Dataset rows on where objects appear
-- start --
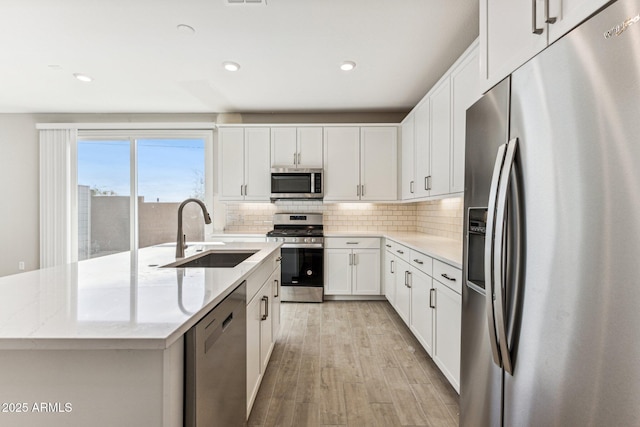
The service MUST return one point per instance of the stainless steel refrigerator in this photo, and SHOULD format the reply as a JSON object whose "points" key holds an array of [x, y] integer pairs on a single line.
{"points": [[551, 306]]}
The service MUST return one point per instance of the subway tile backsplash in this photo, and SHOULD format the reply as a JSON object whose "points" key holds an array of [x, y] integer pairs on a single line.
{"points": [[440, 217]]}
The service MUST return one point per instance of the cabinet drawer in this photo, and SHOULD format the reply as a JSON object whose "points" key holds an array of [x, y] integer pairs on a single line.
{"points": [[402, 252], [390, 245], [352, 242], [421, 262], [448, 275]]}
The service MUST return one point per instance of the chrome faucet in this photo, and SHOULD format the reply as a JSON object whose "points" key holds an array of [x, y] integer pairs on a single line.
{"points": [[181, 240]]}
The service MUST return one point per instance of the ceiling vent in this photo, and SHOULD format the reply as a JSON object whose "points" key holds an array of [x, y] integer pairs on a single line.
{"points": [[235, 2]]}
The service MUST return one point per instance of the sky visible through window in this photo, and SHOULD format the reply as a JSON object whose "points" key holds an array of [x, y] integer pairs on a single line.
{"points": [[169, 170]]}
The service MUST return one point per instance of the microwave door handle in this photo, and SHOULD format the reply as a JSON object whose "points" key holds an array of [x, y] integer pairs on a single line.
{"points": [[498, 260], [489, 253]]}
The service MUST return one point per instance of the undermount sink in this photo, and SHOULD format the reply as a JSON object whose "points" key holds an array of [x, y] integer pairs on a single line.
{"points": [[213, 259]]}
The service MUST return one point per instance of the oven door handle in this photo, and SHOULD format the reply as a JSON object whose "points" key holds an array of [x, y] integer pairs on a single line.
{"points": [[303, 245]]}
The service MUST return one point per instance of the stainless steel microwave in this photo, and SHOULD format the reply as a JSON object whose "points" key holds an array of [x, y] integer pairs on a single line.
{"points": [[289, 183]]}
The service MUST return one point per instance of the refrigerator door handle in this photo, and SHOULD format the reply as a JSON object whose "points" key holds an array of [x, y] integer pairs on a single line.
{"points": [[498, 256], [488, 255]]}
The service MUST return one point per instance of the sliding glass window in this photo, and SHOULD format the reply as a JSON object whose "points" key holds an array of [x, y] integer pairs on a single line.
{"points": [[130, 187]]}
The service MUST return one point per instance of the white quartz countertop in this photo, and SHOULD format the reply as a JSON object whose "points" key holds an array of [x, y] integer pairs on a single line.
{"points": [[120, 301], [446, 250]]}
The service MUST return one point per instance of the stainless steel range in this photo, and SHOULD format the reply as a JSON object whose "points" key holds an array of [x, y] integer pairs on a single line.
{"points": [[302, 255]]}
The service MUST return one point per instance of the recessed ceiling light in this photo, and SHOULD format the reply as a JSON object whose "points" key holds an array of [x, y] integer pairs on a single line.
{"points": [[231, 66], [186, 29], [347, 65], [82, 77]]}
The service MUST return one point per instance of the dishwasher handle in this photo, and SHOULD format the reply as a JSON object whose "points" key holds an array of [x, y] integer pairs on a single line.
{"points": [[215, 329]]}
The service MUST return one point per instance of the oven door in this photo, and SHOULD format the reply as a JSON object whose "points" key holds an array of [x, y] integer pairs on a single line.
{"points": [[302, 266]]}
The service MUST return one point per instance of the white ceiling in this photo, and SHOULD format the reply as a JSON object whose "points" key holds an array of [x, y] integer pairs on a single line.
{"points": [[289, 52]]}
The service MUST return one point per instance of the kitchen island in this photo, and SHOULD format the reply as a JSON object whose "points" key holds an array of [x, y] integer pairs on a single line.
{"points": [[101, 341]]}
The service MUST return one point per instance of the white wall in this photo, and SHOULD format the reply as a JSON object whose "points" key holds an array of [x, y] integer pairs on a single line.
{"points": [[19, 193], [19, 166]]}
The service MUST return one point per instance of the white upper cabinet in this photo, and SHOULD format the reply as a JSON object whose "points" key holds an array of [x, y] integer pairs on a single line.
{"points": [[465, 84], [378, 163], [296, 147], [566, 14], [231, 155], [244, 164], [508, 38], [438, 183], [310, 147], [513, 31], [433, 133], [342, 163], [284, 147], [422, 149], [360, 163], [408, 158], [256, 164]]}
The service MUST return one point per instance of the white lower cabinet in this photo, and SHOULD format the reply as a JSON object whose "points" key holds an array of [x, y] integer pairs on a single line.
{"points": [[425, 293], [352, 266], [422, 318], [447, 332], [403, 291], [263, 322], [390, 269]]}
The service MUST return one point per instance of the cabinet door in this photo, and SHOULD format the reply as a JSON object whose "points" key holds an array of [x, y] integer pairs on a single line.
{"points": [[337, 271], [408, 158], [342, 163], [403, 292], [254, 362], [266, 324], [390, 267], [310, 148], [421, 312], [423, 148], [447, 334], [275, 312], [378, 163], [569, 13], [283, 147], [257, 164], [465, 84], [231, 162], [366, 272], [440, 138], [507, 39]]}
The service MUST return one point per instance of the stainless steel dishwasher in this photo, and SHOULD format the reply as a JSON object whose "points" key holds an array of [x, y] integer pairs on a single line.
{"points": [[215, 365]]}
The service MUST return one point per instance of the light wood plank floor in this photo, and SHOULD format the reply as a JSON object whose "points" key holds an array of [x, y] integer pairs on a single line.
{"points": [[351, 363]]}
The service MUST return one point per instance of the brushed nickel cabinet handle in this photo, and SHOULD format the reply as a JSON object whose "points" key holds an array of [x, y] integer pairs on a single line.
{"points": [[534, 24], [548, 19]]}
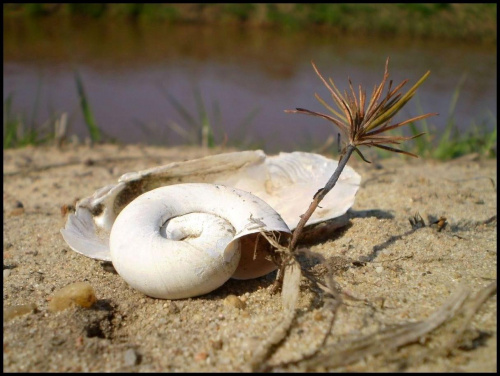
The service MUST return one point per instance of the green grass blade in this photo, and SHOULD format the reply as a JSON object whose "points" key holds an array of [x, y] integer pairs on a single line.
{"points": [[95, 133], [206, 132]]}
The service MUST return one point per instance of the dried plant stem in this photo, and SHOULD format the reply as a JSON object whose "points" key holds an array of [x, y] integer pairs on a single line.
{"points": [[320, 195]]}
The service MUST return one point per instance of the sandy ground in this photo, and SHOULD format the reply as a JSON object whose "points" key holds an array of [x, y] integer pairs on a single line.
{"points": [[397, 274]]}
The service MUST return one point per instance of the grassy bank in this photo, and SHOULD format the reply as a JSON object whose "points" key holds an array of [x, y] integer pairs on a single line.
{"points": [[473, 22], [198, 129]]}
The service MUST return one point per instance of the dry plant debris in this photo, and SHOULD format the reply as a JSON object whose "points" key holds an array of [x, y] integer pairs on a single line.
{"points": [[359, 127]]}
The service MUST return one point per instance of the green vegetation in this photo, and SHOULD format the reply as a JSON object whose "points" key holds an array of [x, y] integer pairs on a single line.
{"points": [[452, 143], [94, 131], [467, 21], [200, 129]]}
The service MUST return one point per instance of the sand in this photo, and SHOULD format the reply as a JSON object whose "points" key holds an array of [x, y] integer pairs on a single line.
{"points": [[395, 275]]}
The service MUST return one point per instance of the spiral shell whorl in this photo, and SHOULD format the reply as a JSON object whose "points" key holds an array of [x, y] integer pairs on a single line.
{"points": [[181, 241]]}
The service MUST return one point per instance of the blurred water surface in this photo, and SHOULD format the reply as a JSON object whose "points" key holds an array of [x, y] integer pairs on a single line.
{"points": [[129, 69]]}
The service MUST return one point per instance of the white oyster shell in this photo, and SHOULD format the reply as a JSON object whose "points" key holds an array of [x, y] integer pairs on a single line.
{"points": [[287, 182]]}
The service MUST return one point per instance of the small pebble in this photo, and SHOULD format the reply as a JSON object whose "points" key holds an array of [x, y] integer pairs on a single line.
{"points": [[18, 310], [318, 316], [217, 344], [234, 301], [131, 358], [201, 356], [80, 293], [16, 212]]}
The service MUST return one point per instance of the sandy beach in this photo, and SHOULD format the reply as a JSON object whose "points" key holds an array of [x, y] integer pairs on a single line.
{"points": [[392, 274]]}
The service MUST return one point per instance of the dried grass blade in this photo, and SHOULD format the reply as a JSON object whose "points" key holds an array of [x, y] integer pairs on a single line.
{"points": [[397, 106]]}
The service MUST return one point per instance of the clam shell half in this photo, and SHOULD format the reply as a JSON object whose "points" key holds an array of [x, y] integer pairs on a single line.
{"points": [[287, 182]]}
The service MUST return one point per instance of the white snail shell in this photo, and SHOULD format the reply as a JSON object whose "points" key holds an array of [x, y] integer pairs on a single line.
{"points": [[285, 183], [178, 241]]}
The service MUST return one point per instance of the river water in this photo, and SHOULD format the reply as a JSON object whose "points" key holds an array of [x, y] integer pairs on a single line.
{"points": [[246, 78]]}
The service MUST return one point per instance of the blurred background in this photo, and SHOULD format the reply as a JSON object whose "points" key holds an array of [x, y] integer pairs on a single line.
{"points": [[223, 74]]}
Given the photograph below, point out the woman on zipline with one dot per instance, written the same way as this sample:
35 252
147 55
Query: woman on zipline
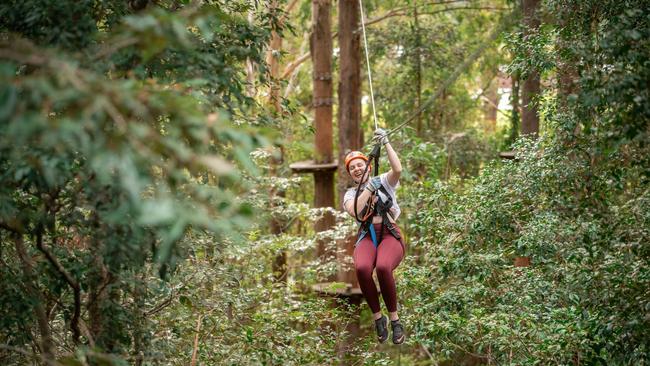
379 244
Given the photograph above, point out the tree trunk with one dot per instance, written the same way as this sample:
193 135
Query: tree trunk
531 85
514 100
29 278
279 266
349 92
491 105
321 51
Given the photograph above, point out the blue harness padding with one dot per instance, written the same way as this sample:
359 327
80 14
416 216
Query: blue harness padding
-- end --
-- start --
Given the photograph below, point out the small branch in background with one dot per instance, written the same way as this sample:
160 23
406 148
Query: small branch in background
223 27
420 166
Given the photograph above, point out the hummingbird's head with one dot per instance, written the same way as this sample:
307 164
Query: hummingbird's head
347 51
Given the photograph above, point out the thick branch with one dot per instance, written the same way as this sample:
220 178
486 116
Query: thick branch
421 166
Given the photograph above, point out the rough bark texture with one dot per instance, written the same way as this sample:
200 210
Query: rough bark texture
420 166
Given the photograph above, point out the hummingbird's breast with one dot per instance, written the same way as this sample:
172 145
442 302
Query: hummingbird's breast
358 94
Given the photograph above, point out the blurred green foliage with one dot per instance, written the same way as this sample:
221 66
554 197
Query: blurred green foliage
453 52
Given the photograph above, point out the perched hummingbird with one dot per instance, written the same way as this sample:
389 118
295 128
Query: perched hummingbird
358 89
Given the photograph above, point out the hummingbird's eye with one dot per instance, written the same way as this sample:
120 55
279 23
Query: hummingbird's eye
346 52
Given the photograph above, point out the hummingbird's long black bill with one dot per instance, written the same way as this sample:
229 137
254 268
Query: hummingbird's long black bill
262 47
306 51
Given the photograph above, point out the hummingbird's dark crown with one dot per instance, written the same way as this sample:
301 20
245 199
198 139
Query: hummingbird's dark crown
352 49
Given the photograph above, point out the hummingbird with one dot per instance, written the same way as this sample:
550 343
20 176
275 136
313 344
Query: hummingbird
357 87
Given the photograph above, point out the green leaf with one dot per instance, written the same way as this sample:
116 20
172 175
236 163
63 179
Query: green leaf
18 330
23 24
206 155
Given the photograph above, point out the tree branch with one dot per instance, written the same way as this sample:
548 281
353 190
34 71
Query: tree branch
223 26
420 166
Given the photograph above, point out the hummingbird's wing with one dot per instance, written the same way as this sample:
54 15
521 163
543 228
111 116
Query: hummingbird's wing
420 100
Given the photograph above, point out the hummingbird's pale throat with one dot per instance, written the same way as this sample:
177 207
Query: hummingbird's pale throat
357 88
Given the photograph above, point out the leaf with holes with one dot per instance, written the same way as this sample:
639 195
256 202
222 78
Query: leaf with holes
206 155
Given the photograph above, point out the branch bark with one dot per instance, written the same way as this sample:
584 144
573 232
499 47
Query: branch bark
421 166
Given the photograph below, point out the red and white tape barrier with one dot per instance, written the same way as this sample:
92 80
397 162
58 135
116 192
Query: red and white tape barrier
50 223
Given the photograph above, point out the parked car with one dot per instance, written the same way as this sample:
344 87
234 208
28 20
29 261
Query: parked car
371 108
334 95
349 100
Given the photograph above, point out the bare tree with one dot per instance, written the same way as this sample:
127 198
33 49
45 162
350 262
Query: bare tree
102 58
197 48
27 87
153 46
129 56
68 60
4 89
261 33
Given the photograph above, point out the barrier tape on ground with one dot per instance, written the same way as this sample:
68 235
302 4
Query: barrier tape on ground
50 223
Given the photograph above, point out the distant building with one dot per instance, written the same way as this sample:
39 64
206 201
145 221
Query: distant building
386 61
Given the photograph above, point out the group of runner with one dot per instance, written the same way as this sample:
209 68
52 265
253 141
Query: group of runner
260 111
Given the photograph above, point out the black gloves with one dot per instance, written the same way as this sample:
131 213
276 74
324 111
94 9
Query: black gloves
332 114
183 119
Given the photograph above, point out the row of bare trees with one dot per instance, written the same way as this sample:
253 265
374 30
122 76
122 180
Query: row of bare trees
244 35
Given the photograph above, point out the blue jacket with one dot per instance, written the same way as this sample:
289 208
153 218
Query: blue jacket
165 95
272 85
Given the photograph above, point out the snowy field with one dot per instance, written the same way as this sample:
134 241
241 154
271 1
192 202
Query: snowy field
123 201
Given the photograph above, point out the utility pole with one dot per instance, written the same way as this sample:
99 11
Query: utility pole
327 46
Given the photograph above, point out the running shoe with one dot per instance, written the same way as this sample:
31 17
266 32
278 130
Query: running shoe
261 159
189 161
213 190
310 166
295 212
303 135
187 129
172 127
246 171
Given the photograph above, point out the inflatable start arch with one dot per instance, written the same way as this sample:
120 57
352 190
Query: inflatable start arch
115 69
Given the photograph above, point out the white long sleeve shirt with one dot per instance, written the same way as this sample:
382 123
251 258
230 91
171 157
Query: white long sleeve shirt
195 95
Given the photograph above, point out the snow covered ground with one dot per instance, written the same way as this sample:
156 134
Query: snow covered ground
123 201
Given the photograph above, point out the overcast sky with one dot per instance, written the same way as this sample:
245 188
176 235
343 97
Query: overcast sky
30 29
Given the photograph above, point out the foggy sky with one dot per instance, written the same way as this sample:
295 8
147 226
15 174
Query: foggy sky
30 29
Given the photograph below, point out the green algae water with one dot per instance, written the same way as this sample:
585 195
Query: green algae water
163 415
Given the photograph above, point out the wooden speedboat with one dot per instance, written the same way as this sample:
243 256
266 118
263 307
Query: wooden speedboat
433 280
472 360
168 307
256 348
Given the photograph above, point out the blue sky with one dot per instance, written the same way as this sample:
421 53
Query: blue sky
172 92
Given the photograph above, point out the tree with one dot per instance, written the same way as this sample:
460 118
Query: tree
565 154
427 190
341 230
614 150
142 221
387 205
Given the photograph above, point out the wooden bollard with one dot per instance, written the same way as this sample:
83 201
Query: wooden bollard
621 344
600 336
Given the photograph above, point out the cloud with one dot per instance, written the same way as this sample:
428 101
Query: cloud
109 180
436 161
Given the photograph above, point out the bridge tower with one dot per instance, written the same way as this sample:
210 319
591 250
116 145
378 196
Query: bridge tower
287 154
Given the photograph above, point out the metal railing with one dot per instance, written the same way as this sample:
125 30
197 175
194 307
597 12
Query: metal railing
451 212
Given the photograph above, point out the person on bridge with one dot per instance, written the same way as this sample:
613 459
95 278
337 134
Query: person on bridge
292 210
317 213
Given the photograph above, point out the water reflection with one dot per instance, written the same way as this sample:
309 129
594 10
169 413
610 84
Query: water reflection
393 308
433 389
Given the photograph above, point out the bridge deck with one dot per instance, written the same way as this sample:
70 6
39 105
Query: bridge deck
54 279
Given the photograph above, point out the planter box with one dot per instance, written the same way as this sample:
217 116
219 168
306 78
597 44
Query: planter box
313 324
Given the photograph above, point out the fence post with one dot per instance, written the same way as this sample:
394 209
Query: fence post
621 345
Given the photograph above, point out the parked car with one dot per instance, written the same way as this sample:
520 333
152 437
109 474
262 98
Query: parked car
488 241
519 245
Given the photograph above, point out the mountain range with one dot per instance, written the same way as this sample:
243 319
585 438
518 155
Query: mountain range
-- end --
__WHAT THE TASK ASKS__: List every line of the items above that contains the word "person", treating uppercase and lowercase as different.

__THE REPLY__:
Given the photograph above, point out the person on bridge with one dot per instance, written the same way as this sample:
Query: person on bridge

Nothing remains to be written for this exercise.